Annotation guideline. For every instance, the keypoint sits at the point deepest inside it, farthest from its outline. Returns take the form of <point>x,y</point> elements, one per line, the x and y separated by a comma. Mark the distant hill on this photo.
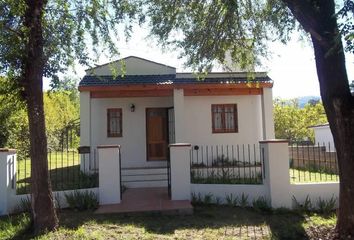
<point>305,99</point>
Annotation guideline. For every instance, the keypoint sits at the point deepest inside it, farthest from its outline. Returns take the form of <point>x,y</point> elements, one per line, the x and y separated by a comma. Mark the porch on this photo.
<point>147,200</point>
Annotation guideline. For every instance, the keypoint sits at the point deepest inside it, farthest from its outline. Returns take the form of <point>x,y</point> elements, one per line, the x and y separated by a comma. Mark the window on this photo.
<point>114,122</point>
<point>224,118</point>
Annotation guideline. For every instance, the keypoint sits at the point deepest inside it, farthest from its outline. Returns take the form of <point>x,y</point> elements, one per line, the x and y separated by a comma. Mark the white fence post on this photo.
<point>109,174</point>
<point>276,165</point>
<point>7,179</point>
<point>180,171</point>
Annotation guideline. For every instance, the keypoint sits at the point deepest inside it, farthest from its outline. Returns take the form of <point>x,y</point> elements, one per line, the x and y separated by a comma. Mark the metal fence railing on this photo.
<point>313,163</point>
<point>226,164</point>
<point>68,169</point>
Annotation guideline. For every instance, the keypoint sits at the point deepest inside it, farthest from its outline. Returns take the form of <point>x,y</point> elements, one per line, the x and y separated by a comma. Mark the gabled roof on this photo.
<point>126,58</point>
<point>319,125</point>
<point>89,80</point>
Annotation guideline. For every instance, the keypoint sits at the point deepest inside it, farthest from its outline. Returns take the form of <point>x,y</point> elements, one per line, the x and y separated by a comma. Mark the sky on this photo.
<point>291,66</point>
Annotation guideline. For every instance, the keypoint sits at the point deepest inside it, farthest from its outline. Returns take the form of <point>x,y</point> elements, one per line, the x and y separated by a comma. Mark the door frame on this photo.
<point>146,134</point>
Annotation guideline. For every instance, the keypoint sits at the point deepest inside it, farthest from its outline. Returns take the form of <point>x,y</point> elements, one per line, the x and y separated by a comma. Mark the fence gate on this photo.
<point>169,177</point>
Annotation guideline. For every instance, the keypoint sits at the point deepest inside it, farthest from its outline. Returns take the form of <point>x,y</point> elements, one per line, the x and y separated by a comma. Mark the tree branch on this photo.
<point>307,15</point>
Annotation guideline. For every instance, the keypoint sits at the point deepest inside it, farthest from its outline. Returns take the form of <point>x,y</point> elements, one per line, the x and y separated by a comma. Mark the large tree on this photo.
<point>41,38</point>
<point>206,30</point>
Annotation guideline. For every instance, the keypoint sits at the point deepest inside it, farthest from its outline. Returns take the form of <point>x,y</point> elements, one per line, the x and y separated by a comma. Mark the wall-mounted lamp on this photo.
<point>132,107</point>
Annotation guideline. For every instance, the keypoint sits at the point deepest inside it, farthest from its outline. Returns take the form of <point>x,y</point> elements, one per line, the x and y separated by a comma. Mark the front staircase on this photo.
<point>146,177</point>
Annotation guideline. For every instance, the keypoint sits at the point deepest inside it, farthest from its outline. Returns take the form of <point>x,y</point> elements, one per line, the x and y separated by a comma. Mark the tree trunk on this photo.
<point>317,17</point>
<point>43,212</point>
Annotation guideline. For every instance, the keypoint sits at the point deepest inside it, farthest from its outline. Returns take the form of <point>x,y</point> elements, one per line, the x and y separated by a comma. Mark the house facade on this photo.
<point>151,106</point>
<point>324,137</point>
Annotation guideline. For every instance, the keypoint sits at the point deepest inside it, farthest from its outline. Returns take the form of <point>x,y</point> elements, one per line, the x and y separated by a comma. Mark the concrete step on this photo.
<point>145,184</point>
<point>144,177</point>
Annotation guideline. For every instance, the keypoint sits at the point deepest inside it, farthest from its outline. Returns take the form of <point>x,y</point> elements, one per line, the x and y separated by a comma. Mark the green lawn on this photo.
<point>208,222</point>
<point>64,170</point>
<point>302,176</point>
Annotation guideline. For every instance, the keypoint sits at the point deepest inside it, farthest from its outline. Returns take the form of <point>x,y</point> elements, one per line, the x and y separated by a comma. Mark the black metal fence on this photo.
<point>226,164</point>
<point>68,170</point>
<point>313,163</point>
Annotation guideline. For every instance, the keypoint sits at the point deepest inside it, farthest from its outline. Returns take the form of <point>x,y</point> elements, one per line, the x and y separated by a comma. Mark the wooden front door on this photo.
<point>156,133</point>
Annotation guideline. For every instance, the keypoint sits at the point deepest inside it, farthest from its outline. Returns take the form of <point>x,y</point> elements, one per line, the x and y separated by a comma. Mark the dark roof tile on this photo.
<point>162,79</point>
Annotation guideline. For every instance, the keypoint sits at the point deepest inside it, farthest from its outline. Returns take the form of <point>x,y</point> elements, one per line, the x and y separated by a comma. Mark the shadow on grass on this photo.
<point>285,225</point>
<point>282,225</point>
<point>65,178</point>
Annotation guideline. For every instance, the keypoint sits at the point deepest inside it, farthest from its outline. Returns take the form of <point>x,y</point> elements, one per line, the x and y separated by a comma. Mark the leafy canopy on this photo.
<point>205,30</point>
<point>70,29</point>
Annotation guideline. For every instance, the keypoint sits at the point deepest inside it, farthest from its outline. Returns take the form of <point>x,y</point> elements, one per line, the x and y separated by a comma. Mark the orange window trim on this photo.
<point>223,123</point>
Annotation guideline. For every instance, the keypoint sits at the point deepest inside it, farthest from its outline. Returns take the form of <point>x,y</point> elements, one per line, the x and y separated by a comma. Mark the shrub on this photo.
<point>304,207</point>
<point>262,204</point>
<point>326,206</point>
<point>208,199</point>
<point>243,201</point>
<point>196,199</point>
<point>24,205</point>
<point>84,200</point>
<point>231,200</point>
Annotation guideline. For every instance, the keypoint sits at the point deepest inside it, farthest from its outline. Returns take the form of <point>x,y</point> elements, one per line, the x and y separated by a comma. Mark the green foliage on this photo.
<point>292,122</point>
<point>82,200</point>
<point>262,204</point>
<point>346,24</point>
<point>13,226</point>
<point>211,28</point>
<point>69,29</point>
<point>61,112</point>
<point>24,205</point>
<point>244,200</point>
<point>306,206</point>
<point>326,206</point>
<point>231,200</point>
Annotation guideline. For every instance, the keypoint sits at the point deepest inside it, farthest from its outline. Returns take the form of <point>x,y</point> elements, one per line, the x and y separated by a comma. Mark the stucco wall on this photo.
<point>198,121</point>
<point>197,124</point>
<point>133,141</point>
<point>314,191</point>
<point>323,136</point>
<point>132,66</point>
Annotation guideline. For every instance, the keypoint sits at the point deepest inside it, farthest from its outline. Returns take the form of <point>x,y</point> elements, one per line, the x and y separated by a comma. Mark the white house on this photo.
<point>151,106</point>
<point>324,137</point>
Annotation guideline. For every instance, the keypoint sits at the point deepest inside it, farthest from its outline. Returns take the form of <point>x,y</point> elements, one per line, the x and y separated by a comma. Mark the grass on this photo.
<point>64,170</point>
<point>303,176</point>
<point>208,222</point>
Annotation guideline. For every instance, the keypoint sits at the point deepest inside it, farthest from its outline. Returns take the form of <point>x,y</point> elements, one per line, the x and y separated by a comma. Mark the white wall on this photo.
<point>314,191</point>
<point>197,124</point>
<point>133,141</point>
<point>323,136</point>
<point>133,66</point>
<point>198,120</point>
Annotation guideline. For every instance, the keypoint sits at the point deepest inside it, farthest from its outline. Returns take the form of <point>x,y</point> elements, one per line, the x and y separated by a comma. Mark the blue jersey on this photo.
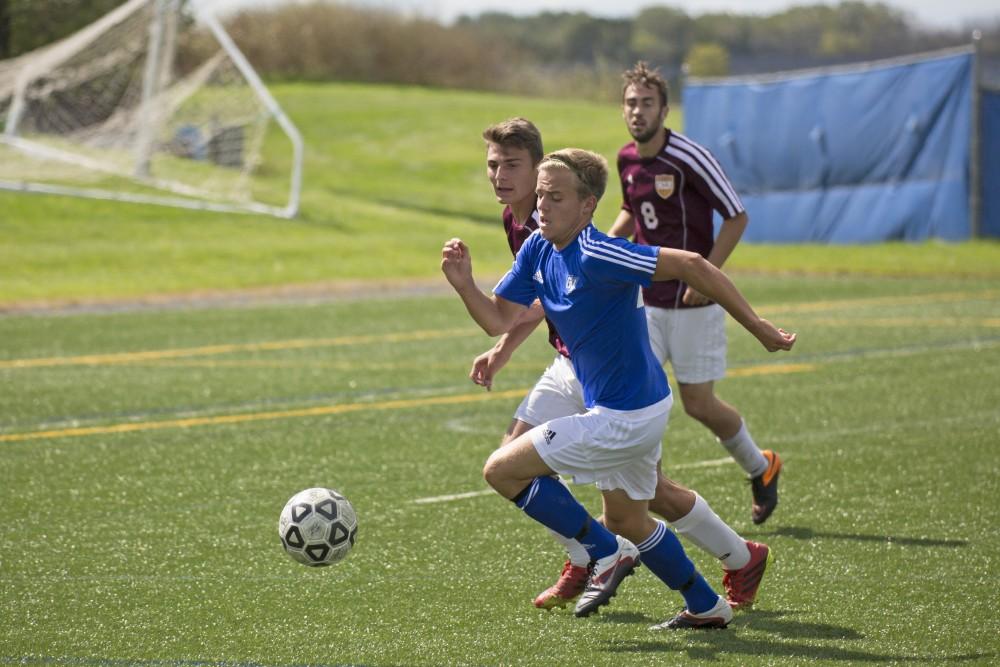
<point>590,290</point>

◇ ◇ ◇

TASK INSTRUCTIONS:
Could every entry above be printed again exactly, images excluded?

ANSWER BOX:
Annotation guideline. For every instance, the keypoint sits at the point deepest inside it, farthest from its outline. Returns take the form of <point>x,y</point> elements, one per line, the x and y separated by a comma. Mark the distant hill on this photo.
<point>305,99</point>
Annotation guideline. For every instance, the keypoint sits at the point deepest inside it, farthest from its outline. Returns take the form of <point>x,y</point> elements, one per line, the x and y separated by a comma. Mark the porch on this photo.
<point>147,200</point>
Annotation guideline. For every instance, the keypoint sits at the point deepest inside it, farthest from its outline. Returns take the form of <point>x,y</point> elements, one per line, the x and y separated by a comma. Mark the window on this photo.
<point>114,122</point>
<point>224,118</point>
Annotation guideline. For every instance, the keypoint sits at the point deepest inside it, farthest from its outline. Returns take the form of <point>x,y</point> elements, one per line, the x and y separated by a comma. Mark the white fence post on this photo.
<point>109,174</point>
<point>276,165</point>
<point>7,179</point>
<point>180,171</point>
Annotation guideline. For every instance, the keypoint sits at the point deepest inside it, farthest from its outline. Returns take the form of <point>x,y</point> elements, one per line, the x and y separated by a comma. Mark the metal fence railing on this photo.
<point>313,163</point>
<point>226,164</point>
<point>68,169</point>
Annotation guideline. For every instance, the keypoint sits at the point deepest inside it, farthest from its outline. Returns take the form of <point>x,y</point> elements, one per line, the x and y separated by a comma. Mark the gabled roof on this photo.
<point>126,58</point>
<point>319,125</point>
<point>89,80</point>
Annotation guideline. For every instance, the keypoint sits at the point deepest inside it, farthest from its outline. Returns take the form of <point>x,y</point> elements, one per line, the x and y separated by a comma. Mark the sky on this photo.
<point>291,66</point>
Annotation guideline. For every instance, the keypoint sits at the point deepest inside it, farthest from its outline. Returns take the form of <point>x,y</point> elements, one per line, the x and y separated by a comma. Mark the door frame on this photo.
<point>146,134</point>
Annotation guideline. For every instance, the keypoint sits at the point deepest inside it, farthest from its outline. Returns take the form of <point>x,y</point> elements, one per line, the x and y separated by a comma. Mark the fence gate on this photo.
<point>169,177</point>
Annotation guideline. For every instance, the keypoint sits at the point deepest inside it, farthest from its outline. Returns take the form of <point>x,y</point> elements, one per line, the x and y separated by a comma. Mark the tree branch on this photo.
<point>307,15</point>
Annotation guideline. For every instance, the keypoint sits at the point deepest inside it, farthest from its outline. Returns take the form of <point>x,y</point> elements, one per line, the x and y separated by a comma. Mark the large tree on this photo.
<point>41,38</point>
<point>206,30</point>
Annotation guideline. For every instance, the keypoint sits at the point deepest inside it, farthest from its outline. Returns take the form of <point>x,y</point> elements, one per line, the x and y separated by a comma. Mark the wall-mounted lamp on this photo.
<point>132,107</point>
Annotation guideline. For every instance, the keypoint sits at the point deepest inside it, farthest from its outline. Returns take the form of <point>x,y</point> elements, one per line, the x and y separated by a comma. Mark the front staircase on this photo.
<point>146,177</point>
Annotation guideline. For every instance, the keypoint sits at the point deepest inside it, farthest from its outline. Returns take the form of <point>x,y</point> elements, one per line, the x and y separated by a comma. Mark the tree trunk on this photo.
<point>317,17</point>
<point>43,212</point>
Annotation guideline. For every instance, the keypoint sits at the point deepest inside it, farthest from its outline. Returns take the form of <point>x,y</point> elements, one per line, the x and y separated by a comma. Mark the house facade on this photo.
<point>151,106</point>
<point>324,137</point>
Annotation guideline. For every instance, the keypoint sits at the point deepest inside it, farthest from its outline. Returns take the form of <point>x,y</point> elements, one per line, the x and y separated by a comma. Mark the concrete step on this photo.
<point>145,184</point>
<point>144,177</point>
Annotation guideline. For every instance, the keypoint sits at the point deepest inside it, farthest from its outline. Returns take the form of <point>x,y</point> elements, one per line, the x and y separated by a comma. Mark the green lawn on this photo.
<point>208,222</point>
<point>64,170</point>
<point>302,176</point>
Annotation guideline. For every instance, the keypoint sits at the point deepest inside it, farthest from its outline. Returns take the form of <point>x,y</point> elements, one per line, the x and y separated by a comma. Mark the black metal fence on this photo.
<point>226,164</point>
<point>68,170</point>
<point>313,163</point>
Annotation guideline. For every instance, the keypoint sits at the point deepest inside it, farthest from its outline. Returns take the form of <point>x,y</point> elements, one per line, the x and y separated by a comma. Mark the wooden front door on this photo.
<point>156,133</point>
Annotation guideline. For every instance, the keypoint sits at the point deepest inside it, farthest from its outline. Returns take the form of <point>x,y</point> elements, one per line, the x and y separated by a comma. Mark the dark roof tile on this photo.
<point>162,79</point>
Annotation guideline. For every instance, the keypoint sits at the point deepest inside it, farthest from its outline. Returns take the form of <point>x,y</point> elements, one per line, the x and y separated by a comma. Mark the shadow on grass on this photo.
<point>285,225</point>
<point>282,225</point>
<point>65,178</point>
Annotation guideline. For every instance, the keypoint sits at the point deepest inside it, farthest from its outline. Returns take the form of <point>x,y</point> elements, one per line, the x and y separated by a comma. Mark the leafy canopy on this photo.
<point>205,30</point>
<point>70,29</point>
Annotation guideline. For every instance, the keypoint sits at the point deepest inside it, farthest from its outline. Returns take the form of <point>x,y</point> elements, one per line, the x and y separated by a comma. Mark the orange window trim on this photo.
<point>223,123</point>
Annotation guideline. For every instance, the keypoint sits at the point deepest inside it, farthest from its outline. Returns take the form of <point>x,y</point> elements, one per line, the x and y separated by a comma. Mark the shrub on this photo.
<point>304,207</point>
<point>262,204</point>
<point>326,206</point>
<point>208,199</point>
<point>243,201</point>
<point>196,199</point>
<point>24,205</point>
<point>84,200</point>
<point>231,200</point>
Annotation guideline. For every instance, the keypoint sits at the point deepest inside it, farthest from its outline. Returns take the form of <point>x,y</point> elements, one per line, the x and y separated by a comma. Mark the green foliage on this photo.
<point>292,122</point>
<point>82,200</point>
<point>262,204</point>
<point>346,24</point>
<point>13,226</point>
<point>211,28</point>
<point>69,29</point>
<point>61,112</point>
<point>24,205</point>
<point>244,200</point>
<point>306,206</point>
<point>326,206</point>
<point>231,200</point>
Annotation guideline. For every instance, the keypoint sits at the point deepest inside it, farthest from its outline. Returns take the form of <point>x,y</point> elements, one per line, the x and y separated by a comma. Mark the stucco wall on this photo.
<point>198,121</point>
<point>197,124</point>
<point>133,141</point>
<point>314,191</point>
<point>323,136</point>
<point>132,66</point>
Annotation guideline. For every instance, the keypoint sits at the point deepest inside it, farthest from its outline. Returns take the form of <point>x,y</point> elements, one per line, the x and y separated by a comma. Mark the white house on this photo.
<point>151,106</point>
<point>324,137</point>
Annotation guideline. For every instance, the keypoint sits at the point deepest inside it, farthest from its outline. Returns take the form of <point>x,y</point> elements, one per line, the x and y separated by a comma. Mark the grass on this photo.
<point>64,170</point>
<point>303,176</point>
<point>208,222</point>
Annotation guideline. For every instance, the keypoint sits at the point deepest inside it, farthest from its outline. Returns take the form of <point>x,y</point> elements, one per line, the x and y separated by a comma. Mark the white wall on this photo.
<point>314,191</point>
<point>197,124</point>
<point>133,141</point>
<point>323,136</point>
<point>133,66</point>
<point>198,120</point>
Annotation guideline. For every instance, the keypoint sits at the point deepest inside it, farthest from its outline. Returns take the form of <point>x,y</point> elements, one per line, the x and y separated by a comma. Mark the blue jersey on this photo.
<point>590,290</point>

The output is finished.